• _PAGE EXTRACT_
#####

In my previous post I spoke briefly about the time implications of social media outlets when they are used for entertainment purposes. For the purpose of this post, I would like to elaborate on the professional uses of social media sites (like this blog) in the realm of public relations.

On a recent post on PR Squared, Todd Defren begs the question, “How much tweeting (or other Social Media interaction) is ‘too much’ while on the clock?” In response, Doug Haslam of Topaz makes an excellent point about the positive uses of social media like Twitter. He says that Twitter helps him communicate with the media and analyst communities, in addition to employers, clients and colleagues.

Furthermore, in a post by Marcel Lebrun, he points out that because of the recent surge of the Internet and the social media sources on it, businesses are lining up for customers instead of the other way around. A new and innovative way for businesses to create customer relations has been born, and those who take advantage of it first are likely to benefit the most. He shows how Comcast is a great example of this.

#####

• _JOB 1_
In the post on social media in public relations, what does Doug Haslam say Twitter helps him do?
The post above and the rows that come after it are drawn from separate, unrelated sources.

#####

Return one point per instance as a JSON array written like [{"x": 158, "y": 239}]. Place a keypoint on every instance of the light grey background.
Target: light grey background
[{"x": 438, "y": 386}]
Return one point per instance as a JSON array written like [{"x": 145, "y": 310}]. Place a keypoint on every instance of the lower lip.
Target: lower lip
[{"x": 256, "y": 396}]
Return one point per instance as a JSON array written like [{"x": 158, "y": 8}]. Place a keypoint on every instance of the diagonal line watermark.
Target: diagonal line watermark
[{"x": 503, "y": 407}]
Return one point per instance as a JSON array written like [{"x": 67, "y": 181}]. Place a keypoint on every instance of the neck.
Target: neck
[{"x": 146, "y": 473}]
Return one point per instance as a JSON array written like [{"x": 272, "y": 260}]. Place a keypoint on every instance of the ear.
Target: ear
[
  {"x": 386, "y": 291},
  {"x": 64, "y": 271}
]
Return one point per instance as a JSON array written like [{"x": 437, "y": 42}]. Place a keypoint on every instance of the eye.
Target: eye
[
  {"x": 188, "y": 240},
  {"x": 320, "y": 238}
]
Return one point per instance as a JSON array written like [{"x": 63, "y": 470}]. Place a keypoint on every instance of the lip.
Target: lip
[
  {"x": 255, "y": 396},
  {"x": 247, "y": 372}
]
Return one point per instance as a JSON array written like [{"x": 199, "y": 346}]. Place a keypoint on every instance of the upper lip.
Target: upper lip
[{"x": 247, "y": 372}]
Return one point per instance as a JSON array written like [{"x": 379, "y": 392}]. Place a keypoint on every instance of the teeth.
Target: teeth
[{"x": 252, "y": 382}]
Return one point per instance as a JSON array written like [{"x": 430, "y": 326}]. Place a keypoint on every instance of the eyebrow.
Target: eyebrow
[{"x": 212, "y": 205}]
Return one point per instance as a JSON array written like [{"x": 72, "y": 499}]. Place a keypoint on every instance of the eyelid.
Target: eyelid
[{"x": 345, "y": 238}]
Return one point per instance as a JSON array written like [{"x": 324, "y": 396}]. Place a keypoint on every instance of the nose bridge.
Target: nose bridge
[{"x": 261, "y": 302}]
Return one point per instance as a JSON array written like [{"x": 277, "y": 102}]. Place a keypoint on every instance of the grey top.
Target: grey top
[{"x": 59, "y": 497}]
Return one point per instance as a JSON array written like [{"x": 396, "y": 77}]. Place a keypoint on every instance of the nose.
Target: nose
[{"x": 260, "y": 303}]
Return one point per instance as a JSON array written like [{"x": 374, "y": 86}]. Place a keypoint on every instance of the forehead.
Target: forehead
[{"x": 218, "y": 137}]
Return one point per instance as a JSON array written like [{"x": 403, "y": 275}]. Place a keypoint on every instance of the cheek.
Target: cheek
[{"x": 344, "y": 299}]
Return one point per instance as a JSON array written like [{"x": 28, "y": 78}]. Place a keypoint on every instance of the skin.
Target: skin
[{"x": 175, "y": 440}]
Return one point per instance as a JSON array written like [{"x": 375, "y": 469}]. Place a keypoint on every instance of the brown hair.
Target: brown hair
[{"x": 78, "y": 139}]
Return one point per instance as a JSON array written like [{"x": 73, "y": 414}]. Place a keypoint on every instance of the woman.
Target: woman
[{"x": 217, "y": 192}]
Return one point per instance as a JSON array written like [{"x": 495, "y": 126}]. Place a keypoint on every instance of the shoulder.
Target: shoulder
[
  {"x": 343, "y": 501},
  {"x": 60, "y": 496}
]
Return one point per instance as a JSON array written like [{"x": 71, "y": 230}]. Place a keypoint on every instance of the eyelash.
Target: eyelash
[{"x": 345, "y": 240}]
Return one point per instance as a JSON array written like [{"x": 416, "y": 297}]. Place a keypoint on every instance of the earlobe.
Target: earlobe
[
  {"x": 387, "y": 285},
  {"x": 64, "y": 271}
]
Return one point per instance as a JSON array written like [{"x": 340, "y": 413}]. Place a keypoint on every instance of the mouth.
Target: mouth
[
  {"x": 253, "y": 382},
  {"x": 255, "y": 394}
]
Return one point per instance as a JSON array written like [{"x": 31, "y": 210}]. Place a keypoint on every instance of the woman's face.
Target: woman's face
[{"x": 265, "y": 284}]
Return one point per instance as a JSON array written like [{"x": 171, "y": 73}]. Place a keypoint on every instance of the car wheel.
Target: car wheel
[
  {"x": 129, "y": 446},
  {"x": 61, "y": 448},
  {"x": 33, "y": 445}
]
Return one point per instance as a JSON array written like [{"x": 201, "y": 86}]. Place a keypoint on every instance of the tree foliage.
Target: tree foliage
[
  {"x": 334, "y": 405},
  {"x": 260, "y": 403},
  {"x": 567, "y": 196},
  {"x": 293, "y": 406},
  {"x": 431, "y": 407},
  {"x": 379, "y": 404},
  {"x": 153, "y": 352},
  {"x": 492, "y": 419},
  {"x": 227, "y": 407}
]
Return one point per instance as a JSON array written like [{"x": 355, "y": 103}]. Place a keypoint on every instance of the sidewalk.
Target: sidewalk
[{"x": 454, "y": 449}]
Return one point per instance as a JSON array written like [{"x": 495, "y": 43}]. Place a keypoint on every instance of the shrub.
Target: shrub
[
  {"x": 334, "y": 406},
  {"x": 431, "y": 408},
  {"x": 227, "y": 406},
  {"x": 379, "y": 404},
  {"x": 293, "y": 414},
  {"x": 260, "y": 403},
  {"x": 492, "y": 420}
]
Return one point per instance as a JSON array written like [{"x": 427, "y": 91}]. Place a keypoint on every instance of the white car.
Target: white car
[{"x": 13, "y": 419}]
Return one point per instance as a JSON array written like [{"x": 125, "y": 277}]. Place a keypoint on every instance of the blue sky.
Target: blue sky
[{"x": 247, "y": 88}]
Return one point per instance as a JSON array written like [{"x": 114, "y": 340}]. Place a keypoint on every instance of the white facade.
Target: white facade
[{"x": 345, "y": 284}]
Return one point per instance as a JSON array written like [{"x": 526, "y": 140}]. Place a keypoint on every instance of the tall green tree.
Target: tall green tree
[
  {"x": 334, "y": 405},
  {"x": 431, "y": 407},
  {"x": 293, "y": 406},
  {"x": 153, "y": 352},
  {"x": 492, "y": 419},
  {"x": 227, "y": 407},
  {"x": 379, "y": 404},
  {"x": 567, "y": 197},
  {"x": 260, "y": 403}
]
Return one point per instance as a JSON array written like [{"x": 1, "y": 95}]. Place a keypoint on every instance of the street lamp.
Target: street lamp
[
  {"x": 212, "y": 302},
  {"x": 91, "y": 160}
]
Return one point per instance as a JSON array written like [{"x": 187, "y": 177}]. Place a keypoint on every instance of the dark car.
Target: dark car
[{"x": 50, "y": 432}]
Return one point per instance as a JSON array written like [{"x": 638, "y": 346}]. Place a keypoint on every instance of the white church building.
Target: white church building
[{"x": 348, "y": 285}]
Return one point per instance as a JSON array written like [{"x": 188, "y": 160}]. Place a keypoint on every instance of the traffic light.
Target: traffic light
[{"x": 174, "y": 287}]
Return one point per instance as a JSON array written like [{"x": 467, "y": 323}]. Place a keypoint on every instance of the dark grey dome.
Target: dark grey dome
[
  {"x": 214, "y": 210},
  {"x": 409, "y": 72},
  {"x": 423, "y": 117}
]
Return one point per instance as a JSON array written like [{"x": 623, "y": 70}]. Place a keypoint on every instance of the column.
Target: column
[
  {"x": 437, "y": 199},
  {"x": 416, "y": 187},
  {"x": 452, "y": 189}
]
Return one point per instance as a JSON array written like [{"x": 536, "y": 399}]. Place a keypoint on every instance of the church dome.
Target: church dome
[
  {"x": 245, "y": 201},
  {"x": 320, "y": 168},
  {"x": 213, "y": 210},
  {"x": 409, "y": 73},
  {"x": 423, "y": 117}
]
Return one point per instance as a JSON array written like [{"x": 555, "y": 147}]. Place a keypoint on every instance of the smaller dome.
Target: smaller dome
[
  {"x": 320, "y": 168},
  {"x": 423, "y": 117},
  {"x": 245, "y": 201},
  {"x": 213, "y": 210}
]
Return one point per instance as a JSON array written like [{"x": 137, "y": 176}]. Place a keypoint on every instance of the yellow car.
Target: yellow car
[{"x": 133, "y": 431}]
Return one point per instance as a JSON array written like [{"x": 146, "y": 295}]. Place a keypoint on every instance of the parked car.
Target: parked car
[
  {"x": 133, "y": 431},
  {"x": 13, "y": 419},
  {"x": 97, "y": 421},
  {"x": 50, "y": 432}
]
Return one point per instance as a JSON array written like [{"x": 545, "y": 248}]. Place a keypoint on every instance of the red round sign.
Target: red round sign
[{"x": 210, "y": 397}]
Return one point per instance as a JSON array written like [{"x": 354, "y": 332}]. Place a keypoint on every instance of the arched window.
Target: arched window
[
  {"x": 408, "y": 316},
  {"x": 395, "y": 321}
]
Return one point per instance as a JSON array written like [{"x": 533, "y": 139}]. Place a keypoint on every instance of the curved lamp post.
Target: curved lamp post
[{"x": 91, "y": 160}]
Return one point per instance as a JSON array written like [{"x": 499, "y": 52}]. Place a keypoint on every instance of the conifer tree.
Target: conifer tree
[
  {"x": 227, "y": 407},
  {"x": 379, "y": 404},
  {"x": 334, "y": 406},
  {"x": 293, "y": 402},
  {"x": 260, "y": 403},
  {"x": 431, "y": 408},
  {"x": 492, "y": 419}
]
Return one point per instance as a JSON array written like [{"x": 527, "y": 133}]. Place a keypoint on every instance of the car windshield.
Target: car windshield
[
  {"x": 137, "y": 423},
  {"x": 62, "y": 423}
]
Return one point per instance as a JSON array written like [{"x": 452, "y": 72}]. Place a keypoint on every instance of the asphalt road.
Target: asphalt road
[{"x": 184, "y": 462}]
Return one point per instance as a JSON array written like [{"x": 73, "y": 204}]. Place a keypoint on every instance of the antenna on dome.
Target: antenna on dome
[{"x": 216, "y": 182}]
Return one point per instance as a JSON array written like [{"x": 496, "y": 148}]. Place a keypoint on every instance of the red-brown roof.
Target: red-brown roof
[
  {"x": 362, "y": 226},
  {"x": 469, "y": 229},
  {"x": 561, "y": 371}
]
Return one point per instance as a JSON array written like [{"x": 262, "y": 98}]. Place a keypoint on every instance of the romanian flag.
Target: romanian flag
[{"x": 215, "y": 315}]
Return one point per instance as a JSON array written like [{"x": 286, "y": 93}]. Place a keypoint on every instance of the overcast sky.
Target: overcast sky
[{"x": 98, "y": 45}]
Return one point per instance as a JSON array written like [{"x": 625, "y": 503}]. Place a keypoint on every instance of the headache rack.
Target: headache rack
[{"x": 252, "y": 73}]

#####

• _JOB 2_
Count how many lines of the rows contain the string "building", with case counting, and give only that number.

• _WRITTEN ANSWER 1_
Twitter helps him communicate with the media and analyst communities, as well as with employers, clients and colleagues.

• _WRITTEN ANSWER 2_
2